Entries from a collection
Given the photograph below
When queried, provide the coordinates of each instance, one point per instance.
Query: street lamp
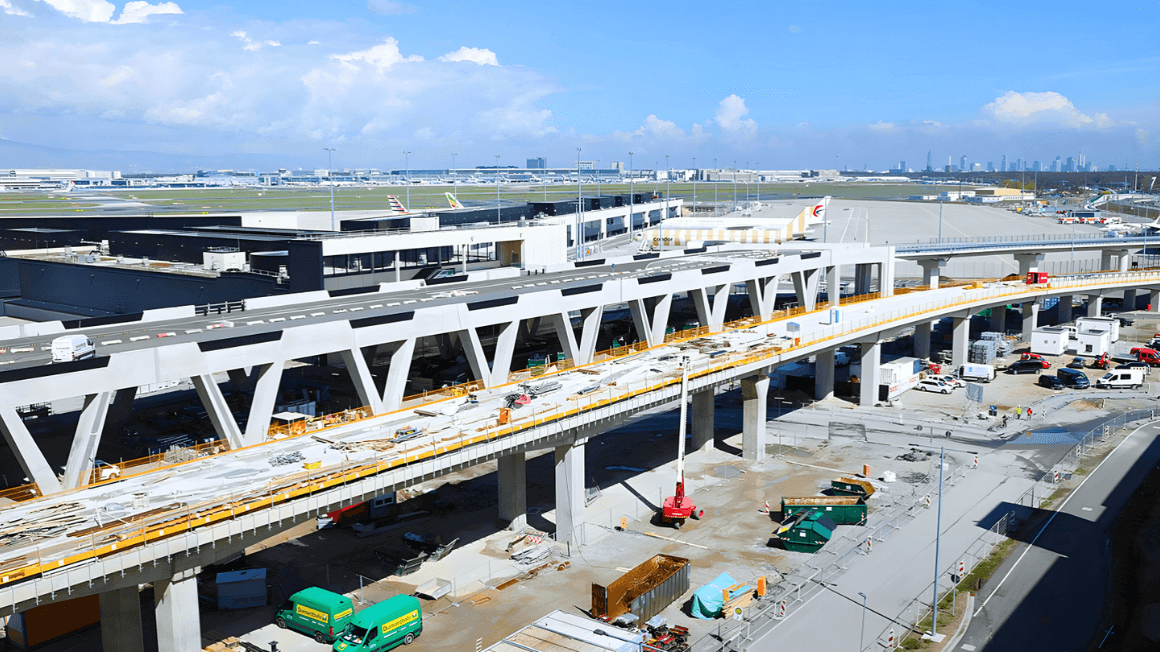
(330, 174)
(863, 631)
(406, 165)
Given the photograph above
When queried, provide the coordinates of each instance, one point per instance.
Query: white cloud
(254, 45)
(13, 11)
(382, 56)
(480, 56)
(1049, 108)
(88, 11)
(730, 116)
(138, 12)
(390, 7)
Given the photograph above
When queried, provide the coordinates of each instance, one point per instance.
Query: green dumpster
(806, 531)
(842, 509)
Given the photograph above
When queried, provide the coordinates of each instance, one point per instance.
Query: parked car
(1073, 378)
(1026, 367)
(1036, 356)
(934, 385)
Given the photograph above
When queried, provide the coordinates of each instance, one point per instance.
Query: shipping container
(845, 511)
(51, 621)
(644, 591)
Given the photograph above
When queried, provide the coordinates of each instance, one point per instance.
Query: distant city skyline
(186, 84)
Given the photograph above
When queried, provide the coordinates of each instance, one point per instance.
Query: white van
(67, 348)
(1121, 379)
(980, 372)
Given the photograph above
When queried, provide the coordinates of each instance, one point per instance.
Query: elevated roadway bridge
(161, 524)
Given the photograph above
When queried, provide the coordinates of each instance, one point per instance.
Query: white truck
(1121, 379)
(978, 372)
(67, 348)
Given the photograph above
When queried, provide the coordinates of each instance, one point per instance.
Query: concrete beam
(121, 620)
(215, 405)
(651, 326)
(513, 490)
(1030, 317)
(754, 398)
(704, 407)
(179, 625)
(397, 375)
(570, 494)
(932, 270)
(362, 379)
(86, 440)
(824, 377)
(711, 303)
(29, 456)
(961, 340)
(922, 340)
(870, 354)
(266, 396)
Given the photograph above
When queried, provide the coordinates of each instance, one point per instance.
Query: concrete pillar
(215, 405)
(1064, 309)
(513, 483)
(570, 494)
(932, 269)
(703, 420)
(86, 440)
(1030, 317)
(755, 397)
(1095, 305)
(824, 375)
(871, 357)
(1129, 303)
(29, 456)
(121, 621)
(266, 396)
(397, 375)
(1028, 263)
(833, 285)
(179, 625)
(863, 275)
(999, 318)
(922, 340)
(959, 341)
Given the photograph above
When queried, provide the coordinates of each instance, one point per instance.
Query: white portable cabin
(1093, 342)
(1049, 340)
(1099, 324)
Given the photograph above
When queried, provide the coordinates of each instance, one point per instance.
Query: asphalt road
(1051, 593)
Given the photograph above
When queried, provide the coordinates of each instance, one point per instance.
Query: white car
(934, 385)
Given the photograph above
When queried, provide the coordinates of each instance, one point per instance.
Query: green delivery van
(385, 625)
(316, 611)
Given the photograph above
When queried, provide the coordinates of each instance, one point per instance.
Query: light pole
(579, 204)
(330, 174)
(630, 197)
(862, 634)
(406, 165)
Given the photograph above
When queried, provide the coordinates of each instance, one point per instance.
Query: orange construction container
(55, 620)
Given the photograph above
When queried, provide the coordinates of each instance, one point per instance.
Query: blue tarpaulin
(708, 600)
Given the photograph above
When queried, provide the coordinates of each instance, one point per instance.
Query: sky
(168, 86)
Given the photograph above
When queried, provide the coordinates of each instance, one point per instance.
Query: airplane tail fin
(396, 204)
(455, 203)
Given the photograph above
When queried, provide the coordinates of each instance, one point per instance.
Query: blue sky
(172, 84)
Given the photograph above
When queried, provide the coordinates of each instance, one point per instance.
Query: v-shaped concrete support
(651, 326)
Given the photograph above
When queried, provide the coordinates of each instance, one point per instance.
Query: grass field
(226, 200)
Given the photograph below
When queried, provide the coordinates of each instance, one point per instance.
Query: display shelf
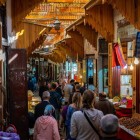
(130, 132)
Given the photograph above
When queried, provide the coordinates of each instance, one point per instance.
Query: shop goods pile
(131, 123)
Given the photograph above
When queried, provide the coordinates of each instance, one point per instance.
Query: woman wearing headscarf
(82, 120)
(46, 127)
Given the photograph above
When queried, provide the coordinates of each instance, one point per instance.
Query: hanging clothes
(118, 56)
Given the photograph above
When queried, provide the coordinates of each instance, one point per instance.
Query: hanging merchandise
(115, 61)
(119, 54)
(137, 49)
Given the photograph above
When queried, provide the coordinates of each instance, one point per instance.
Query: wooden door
(17, 83)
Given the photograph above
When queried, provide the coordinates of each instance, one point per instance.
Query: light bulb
(131, 67)
(136, 61)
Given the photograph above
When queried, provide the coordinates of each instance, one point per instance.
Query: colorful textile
(118, 58)
(137, 49)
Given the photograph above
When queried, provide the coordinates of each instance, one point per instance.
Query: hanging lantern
(57, 24)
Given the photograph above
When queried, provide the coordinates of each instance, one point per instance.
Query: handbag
(92, 125)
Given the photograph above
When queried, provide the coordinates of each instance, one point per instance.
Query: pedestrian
(46, 126)
(83, 120)
(56, 101)
(109, 127)
(39, 108)
(104, 104)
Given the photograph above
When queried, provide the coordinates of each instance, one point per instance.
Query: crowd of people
(75, 110)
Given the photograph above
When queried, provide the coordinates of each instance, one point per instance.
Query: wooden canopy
(130, 9)
(35, 15)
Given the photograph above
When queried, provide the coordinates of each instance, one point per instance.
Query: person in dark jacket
(39, 108)
(109, 127)
(104, 104)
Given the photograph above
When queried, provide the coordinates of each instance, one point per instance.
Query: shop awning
(85, 30)
(44, 13)
(130, 9)
(100, 17)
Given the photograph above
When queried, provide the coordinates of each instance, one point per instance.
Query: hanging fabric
(115, 61)
(137, 49)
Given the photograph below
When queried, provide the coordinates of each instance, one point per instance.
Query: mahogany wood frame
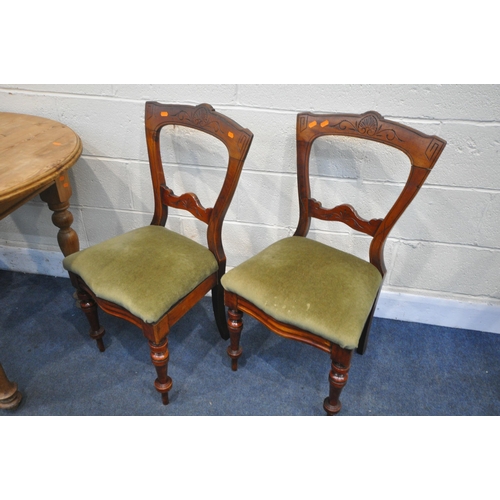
(422, 150)
(237, 140)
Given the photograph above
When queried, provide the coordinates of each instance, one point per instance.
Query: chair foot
(235, 325)
(10, 397)
(331, 409)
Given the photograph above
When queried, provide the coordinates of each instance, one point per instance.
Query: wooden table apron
(35, 155)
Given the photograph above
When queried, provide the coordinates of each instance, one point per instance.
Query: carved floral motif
(369, 125)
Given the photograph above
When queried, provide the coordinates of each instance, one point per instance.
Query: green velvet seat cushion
(311, 286)
(146, 270)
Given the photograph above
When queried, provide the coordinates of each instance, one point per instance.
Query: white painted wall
(446, 247)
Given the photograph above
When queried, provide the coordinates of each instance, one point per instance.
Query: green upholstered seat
(146, 270)
(311, 286)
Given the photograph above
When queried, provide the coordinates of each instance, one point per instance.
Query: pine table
(35, 155)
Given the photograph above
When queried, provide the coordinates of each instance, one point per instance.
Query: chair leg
(235, 325)
(341, 362)
(89, 307)
(220, 311)
(159, 357)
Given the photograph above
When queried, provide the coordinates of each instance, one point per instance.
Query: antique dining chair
(151, 276)
(309, 291)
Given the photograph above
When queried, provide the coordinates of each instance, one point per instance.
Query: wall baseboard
(437, 311)
(29, 260)
(391, 305)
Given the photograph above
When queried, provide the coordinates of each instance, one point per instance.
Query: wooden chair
(307, 291)
(152, 276)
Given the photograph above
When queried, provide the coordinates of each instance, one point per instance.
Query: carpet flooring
(408, 369)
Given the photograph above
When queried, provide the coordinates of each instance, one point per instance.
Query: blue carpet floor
(408, 369)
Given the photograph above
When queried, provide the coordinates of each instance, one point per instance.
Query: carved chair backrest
(204, 118)
(423, 151)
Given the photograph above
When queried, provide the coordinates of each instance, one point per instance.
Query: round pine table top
(33, 152)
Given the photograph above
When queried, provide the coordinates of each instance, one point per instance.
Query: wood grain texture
(237, 141)
(422, 150)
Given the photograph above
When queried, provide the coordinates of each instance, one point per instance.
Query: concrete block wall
(445, 250)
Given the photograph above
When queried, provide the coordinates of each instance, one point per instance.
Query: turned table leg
(10, 397)
(57, 197)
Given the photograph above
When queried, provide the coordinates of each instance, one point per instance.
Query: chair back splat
(307, 291)
(151, 276)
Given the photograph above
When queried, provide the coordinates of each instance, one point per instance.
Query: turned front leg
(341, 362)
(89, 307)
(159, 357)
(235, 325)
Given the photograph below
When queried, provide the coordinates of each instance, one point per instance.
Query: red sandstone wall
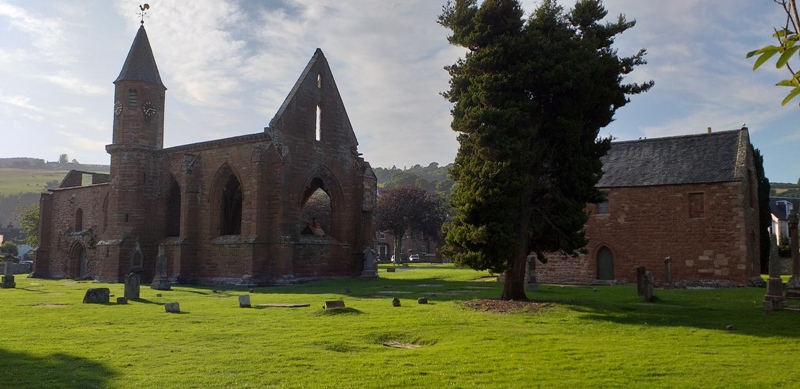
(647, 224)
(61, 236)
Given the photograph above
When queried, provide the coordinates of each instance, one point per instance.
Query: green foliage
(29, 223)
(529, 100)
(575, 338)
(9, 248)
(764, 212)
(787, 37)
(409, 209)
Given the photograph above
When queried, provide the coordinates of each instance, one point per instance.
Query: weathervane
(144, 9)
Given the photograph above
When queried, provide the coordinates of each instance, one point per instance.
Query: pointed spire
(140, 64)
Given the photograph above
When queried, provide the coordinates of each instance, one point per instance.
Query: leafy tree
(29, 223)
(764, 213)
(529, 100)
(9, 248)
(787, 37)
(409, 208)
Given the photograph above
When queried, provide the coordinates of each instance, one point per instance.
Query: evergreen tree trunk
(514, 287)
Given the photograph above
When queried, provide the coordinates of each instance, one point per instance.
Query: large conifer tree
(529, 98)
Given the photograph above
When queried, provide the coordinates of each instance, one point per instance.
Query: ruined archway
(77, 261)
(319, 205)
(228, 194)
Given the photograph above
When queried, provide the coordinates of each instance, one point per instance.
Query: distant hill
(782, 189)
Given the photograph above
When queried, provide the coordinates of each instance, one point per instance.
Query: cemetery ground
(572, 336)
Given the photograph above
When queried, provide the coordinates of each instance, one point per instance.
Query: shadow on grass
(23, 370)
(701, 309)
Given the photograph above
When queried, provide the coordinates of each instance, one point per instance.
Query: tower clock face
(149, 109)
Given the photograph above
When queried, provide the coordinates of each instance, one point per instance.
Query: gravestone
(369, 264)
(160, 281)
(793, 286)
(172, 307)
(648, 286)
(640, 286)
(333, 304)
(97, 296)
(774, 298)
(8, 276)
(668, 273)
(132, 286)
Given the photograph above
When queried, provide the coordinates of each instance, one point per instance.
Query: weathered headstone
(334, 304)
(793, 286)
(532, 284)
(97, 296)
(8, 276)
(132, 285)
(369, 264)
(668, 272)
(244, 301)
(160, 281)
(648, 286)
(172, 307)
(774, 298)
(640, 286)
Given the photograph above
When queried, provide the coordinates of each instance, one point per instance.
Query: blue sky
(228, 65)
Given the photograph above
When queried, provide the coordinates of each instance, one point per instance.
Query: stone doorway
(78, 260)
(605, 264)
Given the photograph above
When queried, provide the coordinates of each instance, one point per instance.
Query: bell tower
(137, 141)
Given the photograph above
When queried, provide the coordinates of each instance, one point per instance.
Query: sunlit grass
(584, 338)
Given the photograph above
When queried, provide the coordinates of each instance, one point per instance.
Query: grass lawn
(13, 181)
(578, 338)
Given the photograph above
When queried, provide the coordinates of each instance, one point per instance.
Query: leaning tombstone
(172, 307)
(333, 304)
(97, 296)
(369, 264)
(640, 286)
(244, 301)
(8, 276)
(774, 298)
(648, 286)
(132, 285)
(160, 281)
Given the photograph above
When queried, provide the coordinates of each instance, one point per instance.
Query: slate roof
(689, 159)
(140, 64)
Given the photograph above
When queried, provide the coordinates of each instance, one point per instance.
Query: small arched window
(79, 220)
(132, 97)
(231, 215)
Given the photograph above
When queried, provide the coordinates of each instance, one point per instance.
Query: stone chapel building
(227, 211)
(691, 198)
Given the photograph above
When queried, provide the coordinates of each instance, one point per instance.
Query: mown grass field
(577, 338)
(13, 181)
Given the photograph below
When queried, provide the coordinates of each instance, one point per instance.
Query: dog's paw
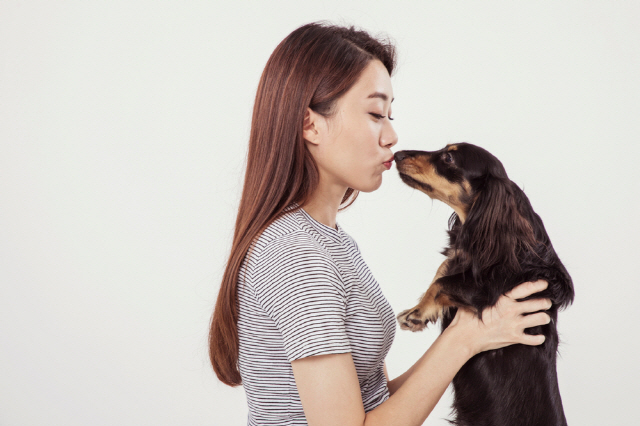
(417, 319)
(412, 320)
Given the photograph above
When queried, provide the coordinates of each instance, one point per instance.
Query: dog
(496, 241)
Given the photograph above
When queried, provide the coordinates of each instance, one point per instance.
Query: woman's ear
(312, 126)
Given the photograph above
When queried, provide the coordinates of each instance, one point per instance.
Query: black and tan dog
(496, 241)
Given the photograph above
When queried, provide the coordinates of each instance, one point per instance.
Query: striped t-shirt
(305, 291)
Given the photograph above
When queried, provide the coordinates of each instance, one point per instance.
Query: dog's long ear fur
(495, 230)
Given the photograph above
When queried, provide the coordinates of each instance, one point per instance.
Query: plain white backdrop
(123, 135)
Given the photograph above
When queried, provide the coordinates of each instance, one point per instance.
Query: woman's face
(352, 148)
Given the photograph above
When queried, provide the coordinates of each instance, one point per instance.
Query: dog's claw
(410, 320)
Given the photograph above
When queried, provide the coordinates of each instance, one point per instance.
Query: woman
(300, 321)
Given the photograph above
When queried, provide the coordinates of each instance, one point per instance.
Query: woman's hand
(503, 324)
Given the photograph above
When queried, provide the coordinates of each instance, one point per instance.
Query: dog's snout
(403, 155)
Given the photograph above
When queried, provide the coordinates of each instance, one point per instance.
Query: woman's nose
(389, 137)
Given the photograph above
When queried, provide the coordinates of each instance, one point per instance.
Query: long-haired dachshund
(496, 241)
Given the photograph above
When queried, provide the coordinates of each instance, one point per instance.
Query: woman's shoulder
(286, 237)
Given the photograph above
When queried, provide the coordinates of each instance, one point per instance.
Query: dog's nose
(399, 156)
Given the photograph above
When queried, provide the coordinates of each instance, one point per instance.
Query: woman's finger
(527, 289)
(533, 320)
(533, 305)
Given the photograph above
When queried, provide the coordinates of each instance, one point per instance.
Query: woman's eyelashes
(379, 116)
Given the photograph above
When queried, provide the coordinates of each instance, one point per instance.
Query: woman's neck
(324, 203)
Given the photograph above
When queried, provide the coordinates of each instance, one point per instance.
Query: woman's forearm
(415, 393)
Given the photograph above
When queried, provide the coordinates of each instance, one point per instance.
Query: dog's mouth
(415, 183)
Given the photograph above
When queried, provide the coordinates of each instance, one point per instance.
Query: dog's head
(455, 175)
(492, 214)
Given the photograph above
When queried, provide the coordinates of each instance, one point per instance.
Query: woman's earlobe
(310, 126)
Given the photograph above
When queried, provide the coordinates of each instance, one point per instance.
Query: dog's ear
(495, 230)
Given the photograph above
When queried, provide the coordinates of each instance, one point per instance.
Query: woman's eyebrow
(379, 95)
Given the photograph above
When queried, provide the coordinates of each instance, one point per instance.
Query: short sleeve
(299, 287)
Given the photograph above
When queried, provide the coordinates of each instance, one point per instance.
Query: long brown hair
(312, 67)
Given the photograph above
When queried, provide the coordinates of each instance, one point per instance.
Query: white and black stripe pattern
(305, 290)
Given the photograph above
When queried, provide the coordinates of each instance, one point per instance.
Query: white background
(123, 131)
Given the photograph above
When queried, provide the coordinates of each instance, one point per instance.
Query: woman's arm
(329, 388)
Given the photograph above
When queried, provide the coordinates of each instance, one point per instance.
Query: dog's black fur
(501, 244)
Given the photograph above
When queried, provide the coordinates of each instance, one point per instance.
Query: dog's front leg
(431, 306)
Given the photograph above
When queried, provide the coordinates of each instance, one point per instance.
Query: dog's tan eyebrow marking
(380, 95)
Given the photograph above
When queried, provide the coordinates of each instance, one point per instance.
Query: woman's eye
(379, 116)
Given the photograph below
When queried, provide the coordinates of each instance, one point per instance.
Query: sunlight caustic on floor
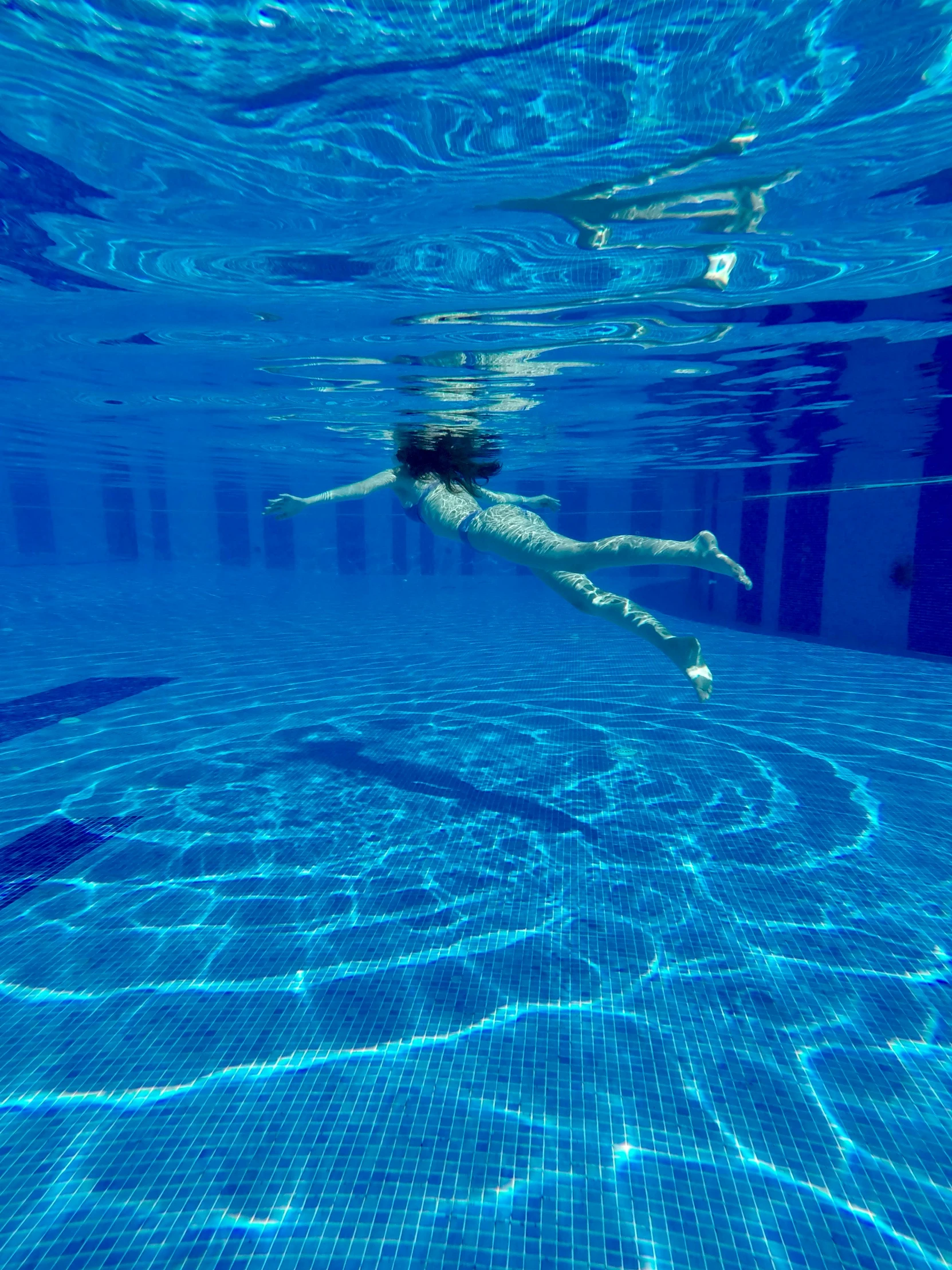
(419, 953)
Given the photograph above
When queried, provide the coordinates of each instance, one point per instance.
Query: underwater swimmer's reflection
(436, 483)
(725, 207)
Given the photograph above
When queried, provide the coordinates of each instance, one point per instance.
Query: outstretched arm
(490, 496)
(289, 504)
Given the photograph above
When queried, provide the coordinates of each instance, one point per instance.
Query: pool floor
(426, 922)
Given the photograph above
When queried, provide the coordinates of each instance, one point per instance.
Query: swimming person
(436, 483)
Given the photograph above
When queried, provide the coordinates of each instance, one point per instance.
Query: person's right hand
(285, 506)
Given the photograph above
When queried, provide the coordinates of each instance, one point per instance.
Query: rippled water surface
(361, 904)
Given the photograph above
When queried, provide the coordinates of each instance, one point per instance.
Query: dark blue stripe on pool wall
(277, 538)
(120, 515)
(51, 848)
(931, 600)
(159, 509)
(231, 514)
(754, 520)
(41, 709)
(528, 488)
(398, 528)
(428, 551)
(352, 542)
(573, 516)
(805, 549)
(32, 516)
(807, 519)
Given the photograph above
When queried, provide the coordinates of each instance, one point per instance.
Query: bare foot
(702, 680)
(685, 650)
(715, 560)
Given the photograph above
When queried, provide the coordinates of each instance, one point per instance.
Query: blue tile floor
(453, 932)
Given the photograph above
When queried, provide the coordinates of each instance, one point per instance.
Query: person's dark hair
(457, 456)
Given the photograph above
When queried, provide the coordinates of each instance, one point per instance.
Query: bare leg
(587, 597)
(525, 538)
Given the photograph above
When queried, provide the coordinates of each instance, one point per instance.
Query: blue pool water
(363, 904)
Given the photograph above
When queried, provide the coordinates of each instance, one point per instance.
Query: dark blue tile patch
(231, 520)
(51, 848)
(41, 709)
(31, 185)
(351, 759)
(931, 600)
(352, 540)
(32, 514)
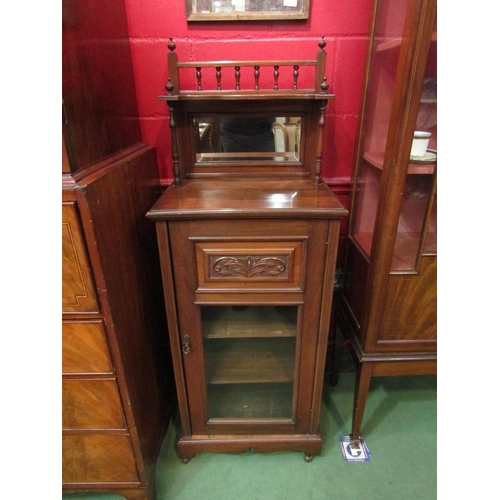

## Task to complete
Locate each line in the rows above that contains the string "hanging", and copy those lines out.

## Written solution
Query: hanging clothes
Query: hanging merchandise
Query: hanging lantern
Query: hanging fabric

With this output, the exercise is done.